▸ **Text**
***

I would like to show my first look at D5 Render! It’s a render engine based on Unreal Engine 4, and uses real-time raytracing, also known as RTX. This technique can achieve realistic lighting effects, it creates better and more realistic shadows and reflections.

 
What does screen space RT shadows actually mean and what does it have to do with RT hardware?

Screenspace ray tracing doesn't use RT hardware. Screenspace ray traces using data available from g-buffer, framebuffer etc. i.e. rays are cast against those buffers to cast shadows/reflections/... Screenspace can only work for things that are present in those rendered buffers. This means anything that wasn't rendered in those buffers cannot cast shadows. Should work great for small details though. Traditional ray tracing shoots rays against geometry and can for example replace rasterization completely(minecraft and q2 rtx don't rasterize anything). It makes all the sense in the world to use screenspace where it works and fall back to traditional ray tracing where screenspace fails. Screenspace is a lot faster and simpler than casting rays against geometry.

***

▸ **Aim A**
Do the following statements agree with the ray tracing text? Answer yes or no for each, and quote the words of the text that decide it. (i) D5 Render is based on Unreal Engine 4. (ii) Screenspace ray tracing uses RT hardware. (iii) Screenspace is slower than casting rays against geometry.
▸ **Aim B**
Could you return the part of the ray tracing text from "I would like" up to and including "with RT hardware?", word for word?
▸ **Aim C**
According to the ray tracing text, why does it make sense to use screenspace where it works but fall back to traditional ray tracing where screenspace fails? Answer in one to three sentences.

Point labeling records:
***

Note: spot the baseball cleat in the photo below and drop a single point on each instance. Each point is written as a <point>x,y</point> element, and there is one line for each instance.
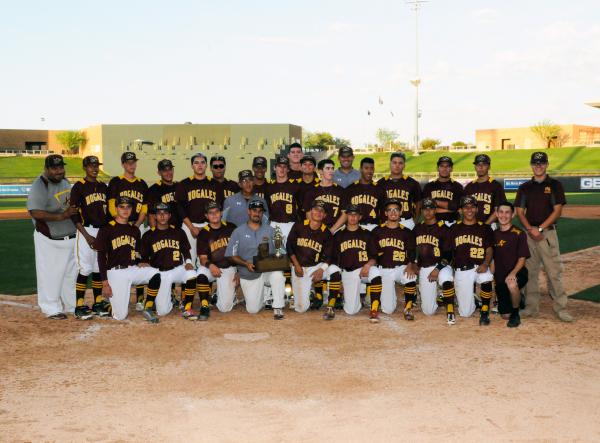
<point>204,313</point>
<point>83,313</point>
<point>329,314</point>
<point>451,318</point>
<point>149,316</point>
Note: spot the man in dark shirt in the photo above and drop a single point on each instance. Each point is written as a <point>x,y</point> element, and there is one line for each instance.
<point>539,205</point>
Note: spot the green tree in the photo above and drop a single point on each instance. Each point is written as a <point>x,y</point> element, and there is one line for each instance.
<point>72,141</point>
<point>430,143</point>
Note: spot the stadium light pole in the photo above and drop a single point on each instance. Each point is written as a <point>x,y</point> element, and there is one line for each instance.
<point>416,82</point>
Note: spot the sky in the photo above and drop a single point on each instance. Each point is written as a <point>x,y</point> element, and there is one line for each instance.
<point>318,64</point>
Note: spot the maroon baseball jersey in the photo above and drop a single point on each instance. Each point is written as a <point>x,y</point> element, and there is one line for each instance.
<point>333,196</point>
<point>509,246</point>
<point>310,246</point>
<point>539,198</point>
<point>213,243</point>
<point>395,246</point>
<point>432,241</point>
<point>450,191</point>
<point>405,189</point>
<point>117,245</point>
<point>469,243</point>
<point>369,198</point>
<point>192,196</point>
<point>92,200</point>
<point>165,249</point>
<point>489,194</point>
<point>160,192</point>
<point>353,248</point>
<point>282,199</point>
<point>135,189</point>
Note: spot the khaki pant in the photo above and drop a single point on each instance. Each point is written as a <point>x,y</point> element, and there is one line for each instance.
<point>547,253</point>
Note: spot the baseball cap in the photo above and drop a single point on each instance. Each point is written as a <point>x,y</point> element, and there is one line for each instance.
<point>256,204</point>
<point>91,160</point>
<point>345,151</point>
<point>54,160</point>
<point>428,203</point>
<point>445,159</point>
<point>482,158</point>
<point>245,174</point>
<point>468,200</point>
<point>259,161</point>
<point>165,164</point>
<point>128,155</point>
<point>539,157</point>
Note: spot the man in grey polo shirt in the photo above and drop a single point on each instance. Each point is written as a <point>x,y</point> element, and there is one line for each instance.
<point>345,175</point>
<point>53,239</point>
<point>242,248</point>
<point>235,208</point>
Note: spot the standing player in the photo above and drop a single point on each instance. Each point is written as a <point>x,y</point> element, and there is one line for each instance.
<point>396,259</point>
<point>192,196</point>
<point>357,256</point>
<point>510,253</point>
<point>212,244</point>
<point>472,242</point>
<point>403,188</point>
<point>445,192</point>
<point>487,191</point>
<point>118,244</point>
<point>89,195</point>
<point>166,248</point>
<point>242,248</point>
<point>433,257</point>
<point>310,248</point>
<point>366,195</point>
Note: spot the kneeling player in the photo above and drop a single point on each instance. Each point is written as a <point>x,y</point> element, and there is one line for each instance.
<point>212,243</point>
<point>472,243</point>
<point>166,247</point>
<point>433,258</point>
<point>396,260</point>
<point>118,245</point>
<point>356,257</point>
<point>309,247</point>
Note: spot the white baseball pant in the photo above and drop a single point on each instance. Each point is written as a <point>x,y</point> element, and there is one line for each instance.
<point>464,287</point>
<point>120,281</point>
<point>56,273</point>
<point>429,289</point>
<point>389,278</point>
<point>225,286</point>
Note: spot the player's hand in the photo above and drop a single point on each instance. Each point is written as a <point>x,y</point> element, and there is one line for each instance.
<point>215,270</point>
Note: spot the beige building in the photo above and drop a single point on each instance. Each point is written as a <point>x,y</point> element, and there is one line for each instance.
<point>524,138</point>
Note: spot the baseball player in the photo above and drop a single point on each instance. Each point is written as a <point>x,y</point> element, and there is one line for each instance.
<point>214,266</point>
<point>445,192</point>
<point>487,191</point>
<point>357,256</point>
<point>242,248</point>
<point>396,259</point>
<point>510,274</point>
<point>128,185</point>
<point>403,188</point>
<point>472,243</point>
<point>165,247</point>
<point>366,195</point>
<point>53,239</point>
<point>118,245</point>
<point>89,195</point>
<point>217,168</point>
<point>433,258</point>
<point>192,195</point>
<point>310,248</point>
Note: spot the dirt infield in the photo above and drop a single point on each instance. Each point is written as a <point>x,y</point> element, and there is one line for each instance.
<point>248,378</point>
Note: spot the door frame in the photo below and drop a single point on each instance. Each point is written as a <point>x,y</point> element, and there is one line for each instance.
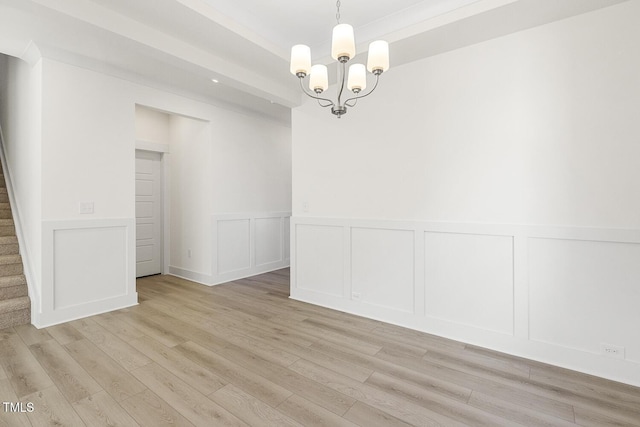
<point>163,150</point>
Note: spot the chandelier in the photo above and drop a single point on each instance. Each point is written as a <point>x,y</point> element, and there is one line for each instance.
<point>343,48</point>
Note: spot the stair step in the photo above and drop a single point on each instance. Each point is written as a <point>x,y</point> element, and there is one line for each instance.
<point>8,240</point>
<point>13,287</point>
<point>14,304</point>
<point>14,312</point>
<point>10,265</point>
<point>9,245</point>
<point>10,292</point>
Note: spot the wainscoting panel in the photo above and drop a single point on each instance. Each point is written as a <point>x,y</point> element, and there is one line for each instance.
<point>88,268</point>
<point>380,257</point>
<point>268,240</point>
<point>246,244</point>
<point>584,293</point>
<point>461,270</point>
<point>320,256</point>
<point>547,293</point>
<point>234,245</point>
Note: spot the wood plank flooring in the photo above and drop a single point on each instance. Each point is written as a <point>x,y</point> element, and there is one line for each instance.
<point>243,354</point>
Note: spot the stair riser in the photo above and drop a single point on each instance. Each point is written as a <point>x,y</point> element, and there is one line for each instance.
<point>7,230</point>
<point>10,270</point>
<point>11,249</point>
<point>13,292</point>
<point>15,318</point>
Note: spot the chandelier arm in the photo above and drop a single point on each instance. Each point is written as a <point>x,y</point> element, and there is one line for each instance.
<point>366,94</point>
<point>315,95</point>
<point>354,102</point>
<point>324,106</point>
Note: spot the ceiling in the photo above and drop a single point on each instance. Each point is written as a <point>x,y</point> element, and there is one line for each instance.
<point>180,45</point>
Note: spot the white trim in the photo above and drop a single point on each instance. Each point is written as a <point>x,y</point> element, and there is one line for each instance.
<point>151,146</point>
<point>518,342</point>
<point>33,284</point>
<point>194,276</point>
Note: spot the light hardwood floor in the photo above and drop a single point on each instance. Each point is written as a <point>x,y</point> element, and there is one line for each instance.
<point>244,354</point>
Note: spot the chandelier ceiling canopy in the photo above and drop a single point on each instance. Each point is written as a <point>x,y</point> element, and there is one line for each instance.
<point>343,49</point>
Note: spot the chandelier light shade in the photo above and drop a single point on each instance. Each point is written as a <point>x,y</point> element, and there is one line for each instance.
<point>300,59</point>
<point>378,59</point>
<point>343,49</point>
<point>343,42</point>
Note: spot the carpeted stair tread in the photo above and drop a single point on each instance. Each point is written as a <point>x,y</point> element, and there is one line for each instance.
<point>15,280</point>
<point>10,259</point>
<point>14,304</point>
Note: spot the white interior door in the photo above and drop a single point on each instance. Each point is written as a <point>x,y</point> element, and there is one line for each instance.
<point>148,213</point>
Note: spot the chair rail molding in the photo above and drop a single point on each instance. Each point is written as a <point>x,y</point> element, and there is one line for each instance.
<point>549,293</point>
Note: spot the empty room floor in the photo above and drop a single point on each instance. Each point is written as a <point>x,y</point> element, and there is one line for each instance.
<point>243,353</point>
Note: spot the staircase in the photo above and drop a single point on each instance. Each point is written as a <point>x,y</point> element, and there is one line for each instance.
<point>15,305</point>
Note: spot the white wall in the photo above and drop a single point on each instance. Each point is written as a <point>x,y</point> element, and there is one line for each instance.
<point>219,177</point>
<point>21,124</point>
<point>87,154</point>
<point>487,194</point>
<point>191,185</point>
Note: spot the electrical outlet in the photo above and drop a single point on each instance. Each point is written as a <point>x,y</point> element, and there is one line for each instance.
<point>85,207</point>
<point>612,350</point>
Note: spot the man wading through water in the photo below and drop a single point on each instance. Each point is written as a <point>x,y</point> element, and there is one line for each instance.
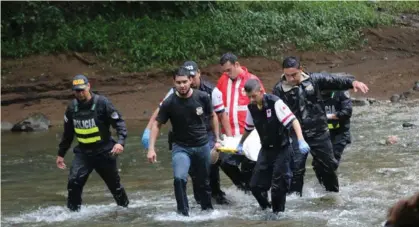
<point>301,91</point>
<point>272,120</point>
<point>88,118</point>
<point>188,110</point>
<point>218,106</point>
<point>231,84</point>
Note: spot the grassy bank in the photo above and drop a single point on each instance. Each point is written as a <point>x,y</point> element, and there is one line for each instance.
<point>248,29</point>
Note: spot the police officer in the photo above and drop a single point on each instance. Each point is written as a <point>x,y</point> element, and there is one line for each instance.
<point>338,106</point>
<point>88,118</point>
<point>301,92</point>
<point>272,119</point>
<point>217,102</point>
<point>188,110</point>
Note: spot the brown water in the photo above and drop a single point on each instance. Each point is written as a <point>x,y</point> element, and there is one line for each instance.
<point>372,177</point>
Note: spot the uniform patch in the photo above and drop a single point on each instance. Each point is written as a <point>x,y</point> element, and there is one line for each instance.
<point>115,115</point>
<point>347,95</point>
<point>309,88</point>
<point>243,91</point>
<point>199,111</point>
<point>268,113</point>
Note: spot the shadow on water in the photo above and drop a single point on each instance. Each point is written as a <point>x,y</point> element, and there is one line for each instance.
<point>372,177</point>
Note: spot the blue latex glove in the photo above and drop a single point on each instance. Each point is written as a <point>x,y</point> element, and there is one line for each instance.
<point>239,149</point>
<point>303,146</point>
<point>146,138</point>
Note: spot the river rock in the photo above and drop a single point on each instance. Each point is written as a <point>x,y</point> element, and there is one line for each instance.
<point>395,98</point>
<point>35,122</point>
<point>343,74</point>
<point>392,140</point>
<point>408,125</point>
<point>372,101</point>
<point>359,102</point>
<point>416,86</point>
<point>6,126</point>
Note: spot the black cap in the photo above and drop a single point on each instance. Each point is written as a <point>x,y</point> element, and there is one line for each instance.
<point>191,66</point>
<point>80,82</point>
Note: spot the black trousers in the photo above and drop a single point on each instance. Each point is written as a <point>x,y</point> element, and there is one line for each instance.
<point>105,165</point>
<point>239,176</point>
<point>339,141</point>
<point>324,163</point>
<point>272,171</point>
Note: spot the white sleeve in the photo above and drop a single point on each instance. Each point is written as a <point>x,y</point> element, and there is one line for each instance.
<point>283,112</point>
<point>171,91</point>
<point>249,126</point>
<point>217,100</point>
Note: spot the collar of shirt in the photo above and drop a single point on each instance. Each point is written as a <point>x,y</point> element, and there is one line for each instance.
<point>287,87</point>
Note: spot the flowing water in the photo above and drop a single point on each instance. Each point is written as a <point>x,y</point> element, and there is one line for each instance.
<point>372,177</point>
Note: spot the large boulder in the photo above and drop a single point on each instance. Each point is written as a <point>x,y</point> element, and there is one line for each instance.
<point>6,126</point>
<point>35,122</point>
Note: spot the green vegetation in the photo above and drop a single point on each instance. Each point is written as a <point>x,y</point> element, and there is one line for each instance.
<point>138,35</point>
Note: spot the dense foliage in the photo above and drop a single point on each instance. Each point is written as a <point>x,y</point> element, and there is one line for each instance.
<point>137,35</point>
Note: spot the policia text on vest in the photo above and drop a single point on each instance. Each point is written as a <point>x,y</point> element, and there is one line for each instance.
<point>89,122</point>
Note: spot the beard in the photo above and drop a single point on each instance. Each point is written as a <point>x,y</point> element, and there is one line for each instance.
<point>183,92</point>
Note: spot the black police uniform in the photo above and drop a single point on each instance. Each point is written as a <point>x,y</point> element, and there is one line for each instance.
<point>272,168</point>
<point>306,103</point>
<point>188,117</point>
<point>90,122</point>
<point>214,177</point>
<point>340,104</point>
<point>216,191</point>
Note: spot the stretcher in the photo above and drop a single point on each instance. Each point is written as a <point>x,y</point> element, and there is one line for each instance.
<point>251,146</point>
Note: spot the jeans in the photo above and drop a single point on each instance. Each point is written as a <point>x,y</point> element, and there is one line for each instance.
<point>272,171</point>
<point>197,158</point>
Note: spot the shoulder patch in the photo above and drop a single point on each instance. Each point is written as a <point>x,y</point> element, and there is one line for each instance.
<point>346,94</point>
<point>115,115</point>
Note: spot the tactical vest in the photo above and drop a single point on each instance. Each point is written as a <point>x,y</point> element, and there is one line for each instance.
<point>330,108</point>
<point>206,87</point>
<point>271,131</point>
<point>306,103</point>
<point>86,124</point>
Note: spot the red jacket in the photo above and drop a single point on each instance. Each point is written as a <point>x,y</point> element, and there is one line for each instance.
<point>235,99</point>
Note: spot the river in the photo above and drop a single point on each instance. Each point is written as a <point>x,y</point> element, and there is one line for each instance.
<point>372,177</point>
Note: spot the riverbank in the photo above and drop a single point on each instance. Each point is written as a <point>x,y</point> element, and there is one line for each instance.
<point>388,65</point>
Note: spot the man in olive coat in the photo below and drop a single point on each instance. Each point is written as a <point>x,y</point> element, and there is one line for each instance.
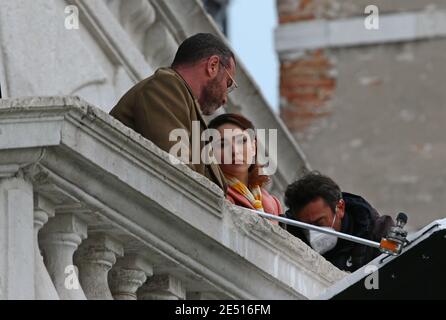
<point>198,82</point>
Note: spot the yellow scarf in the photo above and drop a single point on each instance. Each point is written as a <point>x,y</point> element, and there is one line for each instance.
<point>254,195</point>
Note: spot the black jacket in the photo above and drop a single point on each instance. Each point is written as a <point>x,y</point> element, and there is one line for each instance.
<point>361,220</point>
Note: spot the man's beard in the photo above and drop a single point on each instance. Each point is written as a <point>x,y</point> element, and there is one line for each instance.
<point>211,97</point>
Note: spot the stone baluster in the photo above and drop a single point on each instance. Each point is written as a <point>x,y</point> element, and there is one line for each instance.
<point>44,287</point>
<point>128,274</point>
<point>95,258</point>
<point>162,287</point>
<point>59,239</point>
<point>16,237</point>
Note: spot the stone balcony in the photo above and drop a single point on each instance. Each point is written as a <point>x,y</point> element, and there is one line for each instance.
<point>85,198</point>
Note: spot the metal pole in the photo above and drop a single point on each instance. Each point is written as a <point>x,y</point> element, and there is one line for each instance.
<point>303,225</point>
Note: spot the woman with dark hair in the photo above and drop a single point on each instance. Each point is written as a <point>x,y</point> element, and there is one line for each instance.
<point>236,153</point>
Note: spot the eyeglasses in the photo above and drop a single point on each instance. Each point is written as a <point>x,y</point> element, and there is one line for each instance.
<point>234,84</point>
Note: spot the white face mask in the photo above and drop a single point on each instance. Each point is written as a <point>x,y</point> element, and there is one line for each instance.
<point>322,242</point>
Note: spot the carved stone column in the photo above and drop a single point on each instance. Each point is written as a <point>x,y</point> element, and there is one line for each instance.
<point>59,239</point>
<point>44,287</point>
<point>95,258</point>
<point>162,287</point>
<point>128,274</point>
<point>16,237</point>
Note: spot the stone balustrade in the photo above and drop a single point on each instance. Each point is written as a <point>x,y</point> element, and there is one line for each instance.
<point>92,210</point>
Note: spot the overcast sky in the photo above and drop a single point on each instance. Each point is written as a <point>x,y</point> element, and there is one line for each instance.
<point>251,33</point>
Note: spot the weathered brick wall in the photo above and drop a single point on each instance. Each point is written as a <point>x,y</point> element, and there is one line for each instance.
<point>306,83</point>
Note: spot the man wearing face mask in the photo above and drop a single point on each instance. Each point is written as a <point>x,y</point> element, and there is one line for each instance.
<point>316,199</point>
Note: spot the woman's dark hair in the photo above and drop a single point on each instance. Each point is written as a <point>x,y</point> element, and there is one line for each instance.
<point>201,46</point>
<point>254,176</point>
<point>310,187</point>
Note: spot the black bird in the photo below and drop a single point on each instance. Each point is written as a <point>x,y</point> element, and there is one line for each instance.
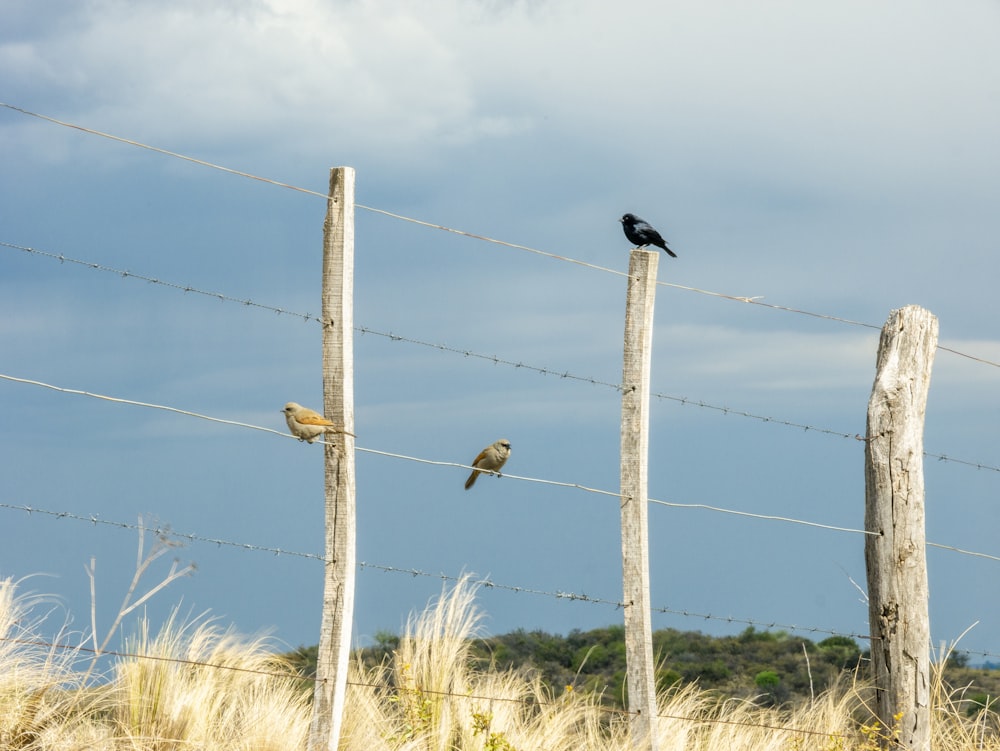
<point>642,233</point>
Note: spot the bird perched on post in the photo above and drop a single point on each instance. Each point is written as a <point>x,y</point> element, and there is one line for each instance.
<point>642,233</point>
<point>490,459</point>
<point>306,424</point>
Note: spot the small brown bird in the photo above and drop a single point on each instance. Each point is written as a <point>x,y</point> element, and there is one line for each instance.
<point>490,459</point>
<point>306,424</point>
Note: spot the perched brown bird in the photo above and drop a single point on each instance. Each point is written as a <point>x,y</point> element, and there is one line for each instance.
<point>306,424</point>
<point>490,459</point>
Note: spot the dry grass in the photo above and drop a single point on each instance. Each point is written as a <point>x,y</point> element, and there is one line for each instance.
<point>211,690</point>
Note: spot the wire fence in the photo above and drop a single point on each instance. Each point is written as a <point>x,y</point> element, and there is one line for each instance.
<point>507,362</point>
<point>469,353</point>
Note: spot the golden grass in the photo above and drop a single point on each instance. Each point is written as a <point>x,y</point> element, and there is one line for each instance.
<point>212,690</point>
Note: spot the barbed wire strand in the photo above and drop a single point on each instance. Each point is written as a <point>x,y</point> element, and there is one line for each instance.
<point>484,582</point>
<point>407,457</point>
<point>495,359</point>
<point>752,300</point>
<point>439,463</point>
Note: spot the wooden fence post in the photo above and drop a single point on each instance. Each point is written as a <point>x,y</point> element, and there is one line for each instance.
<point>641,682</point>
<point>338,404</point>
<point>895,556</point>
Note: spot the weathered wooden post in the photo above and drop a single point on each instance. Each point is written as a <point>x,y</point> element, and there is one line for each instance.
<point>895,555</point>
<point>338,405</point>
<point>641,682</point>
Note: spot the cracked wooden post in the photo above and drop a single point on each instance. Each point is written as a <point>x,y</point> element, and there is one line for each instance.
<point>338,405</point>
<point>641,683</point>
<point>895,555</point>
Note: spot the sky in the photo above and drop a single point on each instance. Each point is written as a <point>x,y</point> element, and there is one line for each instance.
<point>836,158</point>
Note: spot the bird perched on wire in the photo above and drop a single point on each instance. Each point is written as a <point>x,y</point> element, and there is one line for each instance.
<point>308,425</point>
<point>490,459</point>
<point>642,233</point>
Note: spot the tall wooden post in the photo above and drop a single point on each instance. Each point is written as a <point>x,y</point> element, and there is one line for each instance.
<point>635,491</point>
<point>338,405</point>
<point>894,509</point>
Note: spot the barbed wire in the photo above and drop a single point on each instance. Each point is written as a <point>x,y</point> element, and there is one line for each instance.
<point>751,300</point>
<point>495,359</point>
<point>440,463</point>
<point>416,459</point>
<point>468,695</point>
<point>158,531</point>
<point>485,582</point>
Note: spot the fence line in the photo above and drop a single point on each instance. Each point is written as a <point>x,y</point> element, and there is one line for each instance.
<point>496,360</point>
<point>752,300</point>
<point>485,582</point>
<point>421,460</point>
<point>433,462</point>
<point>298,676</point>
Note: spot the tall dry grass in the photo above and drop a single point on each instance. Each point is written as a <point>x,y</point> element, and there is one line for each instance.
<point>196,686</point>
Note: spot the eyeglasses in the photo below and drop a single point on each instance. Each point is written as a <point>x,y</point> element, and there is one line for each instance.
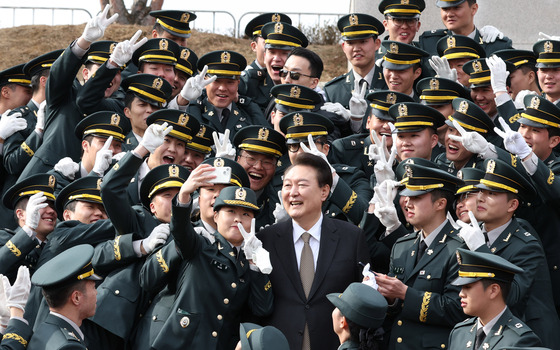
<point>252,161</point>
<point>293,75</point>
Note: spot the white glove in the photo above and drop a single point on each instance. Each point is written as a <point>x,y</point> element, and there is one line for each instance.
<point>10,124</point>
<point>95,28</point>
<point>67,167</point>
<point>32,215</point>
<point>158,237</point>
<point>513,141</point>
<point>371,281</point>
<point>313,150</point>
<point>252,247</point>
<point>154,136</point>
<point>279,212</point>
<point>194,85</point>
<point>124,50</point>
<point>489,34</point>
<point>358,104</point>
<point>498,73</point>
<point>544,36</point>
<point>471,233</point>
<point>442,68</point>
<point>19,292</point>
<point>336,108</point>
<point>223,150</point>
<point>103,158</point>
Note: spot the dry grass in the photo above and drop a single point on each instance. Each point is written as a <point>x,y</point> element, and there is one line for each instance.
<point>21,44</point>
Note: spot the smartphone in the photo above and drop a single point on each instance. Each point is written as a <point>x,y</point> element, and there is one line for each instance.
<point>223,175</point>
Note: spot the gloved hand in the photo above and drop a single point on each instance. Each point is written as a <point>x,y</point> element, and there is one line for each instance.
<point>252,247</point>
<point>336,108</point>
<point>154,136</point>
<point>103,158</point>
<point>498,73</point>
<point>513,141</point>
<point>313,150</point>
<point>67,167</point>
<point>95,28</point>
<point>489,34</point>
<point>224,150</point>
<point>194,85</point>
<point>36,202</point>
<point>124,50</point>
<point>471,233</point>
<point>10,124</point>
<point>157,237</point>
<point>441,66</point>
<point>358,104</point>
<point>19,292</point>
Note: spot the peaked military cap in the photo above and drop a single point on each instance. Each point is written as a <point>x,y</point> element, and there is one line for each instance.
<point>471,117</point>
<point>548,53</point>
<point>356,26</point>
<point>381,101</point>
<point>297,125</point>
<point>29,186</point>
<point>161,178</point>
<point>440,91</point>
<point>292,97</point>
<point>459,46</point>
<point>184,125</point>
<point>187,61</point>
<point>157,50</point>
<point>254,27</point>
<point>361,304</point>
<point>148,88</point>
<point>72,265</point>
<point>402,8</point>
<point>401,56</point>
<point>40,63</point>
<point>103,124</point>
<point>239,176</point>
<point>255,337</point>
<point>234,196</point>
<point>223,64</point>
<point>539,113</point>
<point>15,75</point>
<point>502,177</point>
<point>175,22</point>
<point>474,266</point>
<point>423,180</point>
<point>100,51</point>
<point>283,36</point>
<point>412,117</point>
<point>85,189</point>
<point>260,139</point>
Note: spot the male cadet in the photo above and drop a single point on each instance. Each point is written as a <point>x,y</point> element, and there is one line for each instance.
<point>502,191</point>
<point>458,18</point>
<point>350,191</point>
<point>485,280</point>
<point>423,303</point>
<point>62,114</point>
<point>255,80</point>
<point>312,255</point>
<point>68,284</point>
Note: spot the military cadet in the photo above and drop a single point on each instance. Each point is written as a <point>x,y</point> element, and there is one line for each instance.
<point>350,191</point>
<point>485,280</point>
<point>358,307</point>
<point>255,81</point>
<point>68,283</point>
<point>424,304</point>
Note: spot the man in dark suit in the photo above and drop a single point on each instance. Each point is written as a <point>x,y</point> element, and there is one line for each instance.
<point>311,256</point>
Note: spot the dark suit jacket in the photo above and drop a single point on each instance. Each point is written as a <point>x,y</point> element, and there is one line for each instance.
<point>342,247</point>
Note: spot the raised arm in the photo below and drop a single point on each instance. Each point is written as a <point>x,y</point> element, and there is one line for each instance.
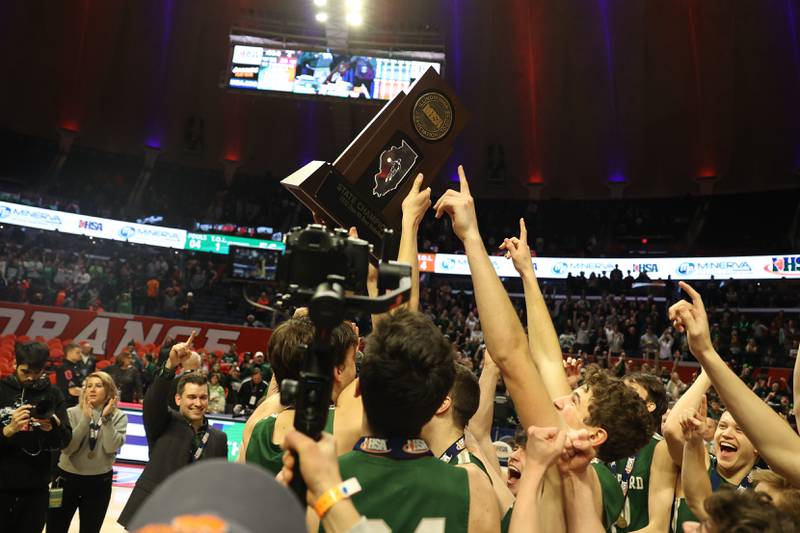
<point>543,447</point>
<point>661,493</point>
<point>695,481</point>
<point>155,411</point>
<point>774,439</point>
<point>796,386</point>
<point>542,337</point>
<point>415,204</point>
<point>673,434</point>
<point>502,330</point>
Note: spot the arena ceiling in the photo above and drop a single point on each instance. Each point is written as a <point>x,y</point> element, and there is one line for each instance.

***

▸ **Complete answer A**
(i) Yes: "It’s a render engine based on Unreal Engine 4"
(ii) No: "Screenspace ray tracing doesn't use RT hardware."
(iii) No: "Screenspace is a lot faster and simpler than casting rays against geometry."

▸ **Complete answer B**
I would like to show my first look at D5 Render! It’s a render engine based on Unreal Engine 4, and uses real-time raytracing, also known as RTX. This technique can achieve realistic lighting effects, it creates better and more realistic shadows and reflections.

 
What does screen space RT shadows actually mean and what does it have to do with RT hardware?

▸ **Complete answer C**
Screenspace is a lot faster and simpler than casting rays against geometry. However, it only works for things present in the rendered buffers, so anything not rendered in them cannot cast shadows. In those cases, traditional ray tracing, which shoots rays against geometry, is used instead.